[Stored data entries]
<<<<
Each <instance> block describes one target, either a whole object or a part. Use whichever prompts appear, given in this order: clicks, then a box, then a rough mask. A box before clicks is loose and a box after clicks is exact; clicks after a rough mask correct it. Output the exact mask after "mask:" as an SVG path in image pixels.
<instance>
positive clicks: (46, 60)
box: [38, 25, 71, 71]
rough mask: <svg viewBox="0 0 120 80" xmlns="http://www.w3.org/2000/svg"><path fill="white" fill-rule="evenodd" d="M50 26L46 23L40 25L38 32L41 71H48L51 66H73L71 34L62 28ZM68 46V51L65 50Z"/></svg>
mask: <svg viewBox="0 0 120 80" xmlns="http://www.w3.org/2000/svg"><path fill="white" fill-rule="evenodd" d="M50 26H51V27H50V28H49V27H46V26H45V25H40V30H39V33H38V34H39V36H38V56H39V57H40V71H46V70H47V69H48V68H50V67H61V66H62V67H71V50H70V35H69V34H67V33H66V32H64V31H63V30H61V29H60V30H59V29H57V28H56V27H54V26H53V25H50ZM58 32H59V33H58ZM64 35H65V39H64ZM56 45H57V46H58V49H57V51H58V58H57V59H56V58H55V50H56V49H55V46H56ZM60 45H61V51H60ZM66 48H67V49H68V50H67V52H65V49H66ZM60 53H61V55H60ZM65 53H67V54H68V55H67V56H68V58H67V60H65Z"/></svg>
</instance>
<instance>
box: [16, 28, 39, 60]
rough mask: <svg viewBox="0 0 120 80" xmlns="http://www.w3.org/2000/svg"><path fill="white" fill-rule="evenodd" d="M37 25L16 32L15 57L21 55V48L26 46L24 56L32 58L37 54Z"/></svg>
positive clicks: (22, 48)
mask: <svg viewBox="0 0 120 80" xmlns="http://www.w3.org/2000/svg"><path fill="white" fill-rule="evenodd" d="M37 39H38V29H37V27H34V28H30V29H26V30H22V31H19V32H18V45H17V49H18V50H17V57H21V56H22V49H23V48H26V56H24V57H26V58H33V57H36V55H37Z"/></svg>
>>>>
* **TASK TO COMPLETE**: With no line skipped, repeat the records exactly.

* **ANSWER TO THE EXERCISE**:
Each <instance> block describes one target, either a whole object or a part. Use whichever prompts appear, given in this order: clicks, then a box, then a rough mask. A box before clicks is loose and a box after clicks is exact; clicks after a rough mask correct it. Output the exact mask after "mask:" as an SVG path in image pixels.
<instance>
positive clicks: (46, 60)
box: [38, 25, 71, 71]
rough mask: <svg viewBox="0 0 120 80" xmlns="http://www.w3.org/2000/svg"><path fill="white" fill-rule="evenodd" d="M50 26L46 23L40 25L38 32L41 71H48L51 66H73L71 34L62 28ZM68 46V51L65 50Z"/></svg>
mask: <svg viewBox="0 0 120 80" xmlns="http://www.w3.org/2000/svg"><path fill="white" fill-rule="evenodd" d="M50 26H51V27H50V28H49V27H46V26H45V25H40V30H39V33H38V34H39V36H38V56H39V57H40V71H46V70H47V69H48V68H50V67H61V66H62V67H71V50H70V35H69V34H67V33H66V32H64V31H63V30H61V29H60V30H59V29H57V28H56V27H54V26H53V25H50ZM58 32H59V33H58ZM64 35H65V39H64ZM56 45H57V46H58V49H57V51H58V58H57V59H56V58H55V50H56V49H55V46H56ZM60 45H61V51H60ZM66 48H67V49H68V50H67V52H65V49H66ZM60 53H61V55H60ZM65 53H67V54H68V55H67V56H68V58H67V60H65Z"/></svg>
</instance>
<instance>
box: [16, 28, 39, 60]
rough mask: <svg viewBox="0 0 120 80" xmlns="http://www.w3.org/2000/svg"><path fill="white" fill-rule="evenodd" d="M37 25L16 32L15 57L21 55V48L26 46L24 56L32 58L37 54Z"/></svg>
positive clicks: (22, 48)
mask: <svg viewBox="0 0 120 80" xmlns="http://www.w3.org/2000/svg"><path fill="white" fill-rule="evenodd" d="M37 39H38V29H37V27H34V28H30V29H26V30H22V31H19V32H18V45H17V49H18V50H17V57H21V56H22V49H23V48H26V56H24V57H26V58H33V57H36V55H37Z"/></svg>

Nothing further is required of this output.